#### SOURCE MATERIAL

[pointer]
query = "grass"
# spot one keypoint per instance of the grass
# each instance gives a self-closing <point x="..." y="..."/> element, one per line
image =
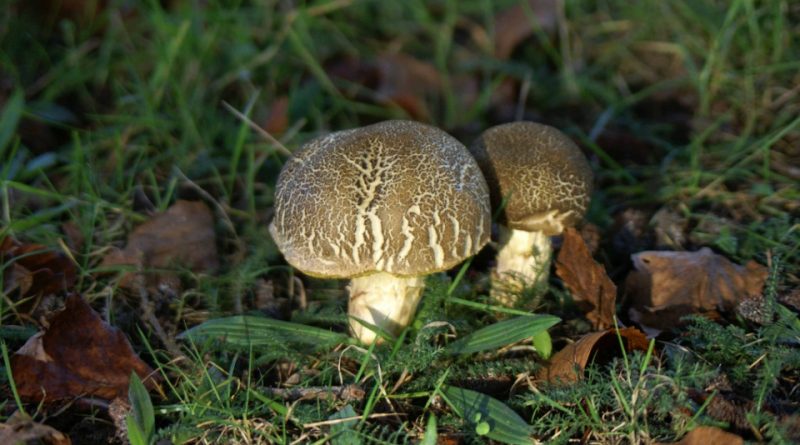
<point x="113" y="112"/>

########

DESCRIPTION OF THE TASK: Lines that contain "grass" should be pulled from the entries above and reported.

RESPONSE BELOW:
query = "grass"
# spot one keypoint per instance of the grass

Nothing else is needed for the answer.